Data for review »
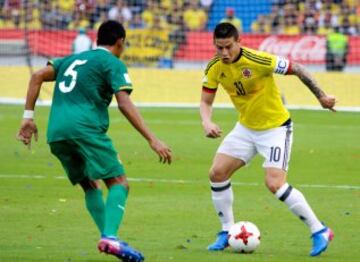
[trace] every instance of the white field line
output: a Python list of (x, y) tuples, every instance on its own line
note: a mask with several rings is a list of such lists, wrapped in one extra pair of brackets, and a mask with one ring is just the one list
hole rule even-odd
[[(111, 124), (118, 124), (118, 123), (129, 123), (129, 121), (125, 118), (120, 118), (120, 117), (115, 117), (115, 118), (112, 118), (111, 120)], [(171, 120), (171, 119), (167, 119), (167, 120), (162, 120), (162, 119), (146, 119), (146, 123), (149, 123), (149, 124), (157, 124), (157, 125), (166, 125), (166, 124), (169, 124), (171, 126), (174, 126), (174, 125), (189, 125), (189, 126), (199, 126), (201, 127), (201, 121), (200, 120)], [(228, 124), (229, 121), (227, 122), (222, 122), (220, 123), (220, 126), (225, 126), (225, 124)], [(231, 125), (235, 126), (235, 123), (236, 123), (236, 120), (232, 120), (231, 122)], [(328, 125), (328, 124), (317, 124), (317, 126), (321, 127), (326, 127), (326, 128), (333, 128), (333, 129), (342, 129), (342, 130), (345, 130), (345, 129), (351, 129), (353, 131), (353, 129), (358, 129), (360, 128), (360, 125), (346, 125), (346, 126), (343, 126), (343, 125)], [(309, 128), (309, 125), (307, 124), (298, 124), (297, 122), (294, 121), (294, 127), (295, 129), (297, 128)], [(354, 131), (355, 132), (355, 131)]]
[[(10, 97), (0, 97), (0, 104), (4, 105), (24, 105), (25, 99), (21, 98), (10, 98)], [(38, 100), (36, 103), (38, 106), (50, 106), (51, 100)], [(199, 103), (165, 103), (165, 102), (154, 102), (154, 103), (135, 103), (138, 107), (150, 107), (150, 108), (198, 108)], [(111, 107), (116, 107), (115, 103), (111, 104)], [(231, 103), (215, 103), (214, 107), (216, 108), (233, 108)], [(288, 109), (295, 110), (325, 110), (321, 106), (307, 106), (307, 105), (287, 105)], [(337, 111), (343, 112), (360, 112), (360, 106), (339, 106), (336, 107)]]
[[(43, 175), (16, 175), (16, 174), (0, 174), (0, 179), (49, 179), (49, 176)], [(66, 176), (55, 176), (53, 179), (67, 179)], [(202, 181), (195, 180), (182, 180), (182, 179), (156, 179), (156, 178), (128, 178), (131, 182), (139, 183), (164, 183), (164, 184), (205, 184)], [(242, 182), (231, 182), (235, 186), (264, 186), (259, 183), (242, 183)], [(302, 188), (324, 188), (324, 189), (355, 189), (360, 190), (360, 186), (357, 185), (317, 185), (317, 184), (299, 184), (298, 187)]]

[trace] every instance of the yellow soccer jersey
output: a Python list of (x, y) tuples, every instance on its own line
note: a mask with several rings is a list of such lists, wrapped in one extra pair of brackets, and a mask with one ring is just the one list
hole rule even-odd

Problem description »
Lines above with the string "instance" need to be found and copied.

Your solution »
[trace] every instance of the white field line
output: a Python list of (x, y) tuples, every instance on its own line
[trace] every instance of the yellow soccer jersey
output: a Python list of (x, y) tuples, every instance on its own line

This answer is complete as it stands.